### TEXTE À LIRE
|---|
En effet, le lendemain ils reprirent la même route et arrivèrent sans obstacles jusqu'à là Malagrotta; mais là ils tombent dans un parti de Garibaldiens; M. Mangin, malgré son caractère diplomatique et les protestations du capitaine romain qui l'accompagne, est arrêté. Les fusils sont braqués sur sa poitrine, un colonel de cavalerie,

nommé Masina, menace de le faire fusiller. Il ne faut rien moins que l'intervention de Garibaldi, lui-même, pour le préserver d'une mort certaine; il est forcé de rentrer dans Rome.

En présence de ces difficultés, un courage moins vigoureusement trempé aurait faibli, mais son énergie grandit en proportion de l'obstacle. Il se présente de nouveau devant Mazzini, non plus cette fois en suppliant, mais en homme qui a le droit de parler haut. « La puissance du général Garibaldi, s'écrie-t-il, l'emporterait-elle sur le pouvoir des triumvirs, et il raconte les dangers qu'il a courus, les violences auxquelles il a été soumis et le refus de Garibaldi de le laisser passer outre; dans l'intérêt de Rome, bien plus que dans celui de la France, il importe que ma mission s'accomplisse; elle s'accomplira. » Mazzini lui délivre un nouveau sauf-conduit et M. Mangin repart une troisième fois et parvient sans obstacles à sa destination; il trouve le général en chef assez gravement indisposé; le duc de Reggio, prévoyant les conséquences fâcheuses qui pouvaient surgir d'un système de temporisation, répondit à ces propositions: « Les Romains veulent la guerre, mieux vaut plus tôt que plus tard : cependant, si mieux inspirés ils consentaient à faire acte de soumission envers la France, ils me trouveraient toujours prêt à accueillir toutes propositions conformes à la dignité de

la France et aux intérêts de la souveraineté pontificale. » Mais les renforts n'étaient arrivés qu'en partie. Les défenseurs de Rome profitèrent de ce temps d'arrêt pour continuer leurs travaux de résistance et poursuivre le cours de leurs excès. Le 2 mai, la commission des barricades indiqua les centres où devaient, au premier coup de canon, se réunir les combattants en armes. Le 3, elle fit appel au patriotisme intéressé des forgerons, les suppliant, au nom du peuple, de se rendre au sein de la commission afin d'y prendre connaissance des tribolis, instrument parfait pour tourmenter l'ennemi. Cette machine d'un nouveau genre, était formée avec des planches hérissées de clous. La commission offrait une prime de trente écus, payés comptant, contre la livraison de mille tribolis. Le même jour elle décréta, pour chaque rue l'organisation des barricades mobiles, et lança une proclamation fulminante contre l'armée napolitaine.
|---|
### CONSIGNE
Recopiez sans rien changer le passage du texte sur la mission de M. Mangin qui commence aux mots « En effet, le » et s'arrête après « rentrer dans Rome. ».

### DONNÉES ENREGISTRÉES
|---|
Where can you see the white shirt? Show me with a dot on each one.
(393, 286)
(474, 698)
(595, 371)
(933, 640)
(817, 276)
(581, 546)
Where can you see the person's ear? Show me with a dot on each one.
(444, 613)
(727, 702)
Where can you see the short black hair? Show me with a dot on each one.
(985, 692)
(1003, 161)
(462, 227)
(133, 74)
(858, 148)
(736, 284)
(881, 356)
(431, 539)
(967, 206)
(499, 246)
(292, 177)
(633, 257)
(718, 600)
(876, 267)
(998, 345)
|---|
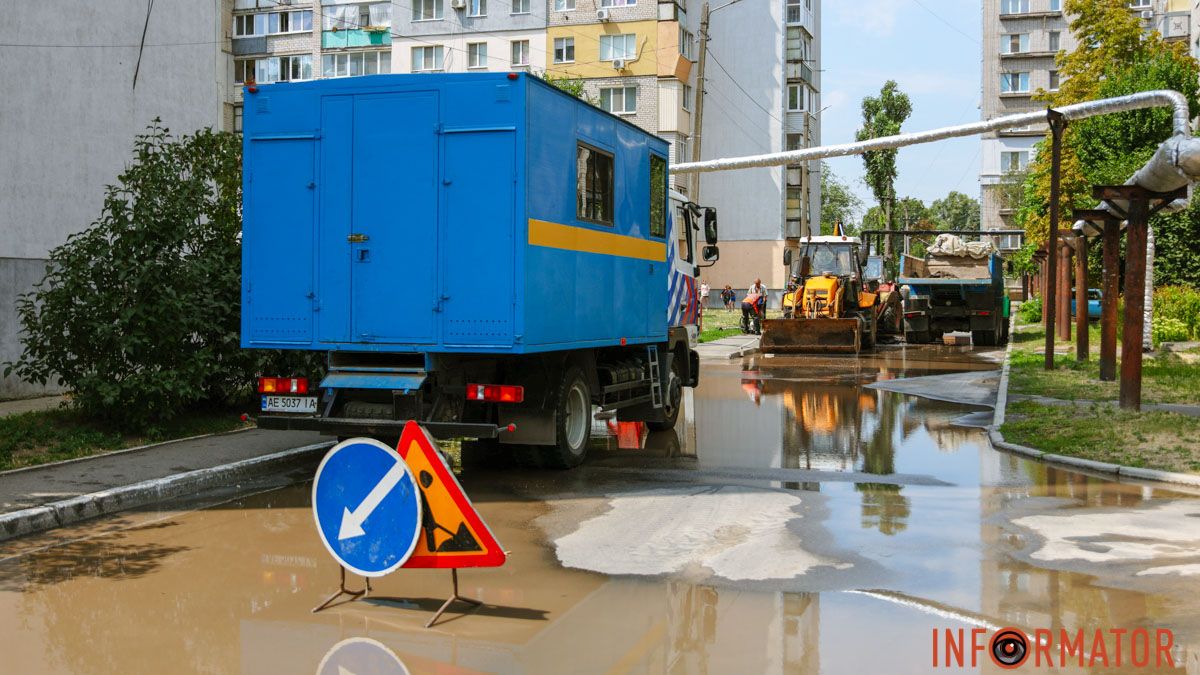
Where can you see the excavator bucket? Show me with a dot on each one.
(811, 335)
|---|
### RÉPONSE COMPLÈTE
En effet, le lendemain ils reprirent la même route et arrivèrent sans obstacles jusqu'à là Malagrotta; mais là ils tombent dans un parti de Garibaldiens; M. Mangin, malgré son caractère diplomatique et les protestations du capitaine romain qui l'accompagne, est arrêté. Les fusils sont braqués sur sa poitrine, un colonel de cavalerie,

nommé Masina, menace de le faire fusiller. Il ne faut rien moins que l'intervention de Garibaldi, lui-même, pour le préserver d'une mort certaine; il est forcé de rentrer dans Rome.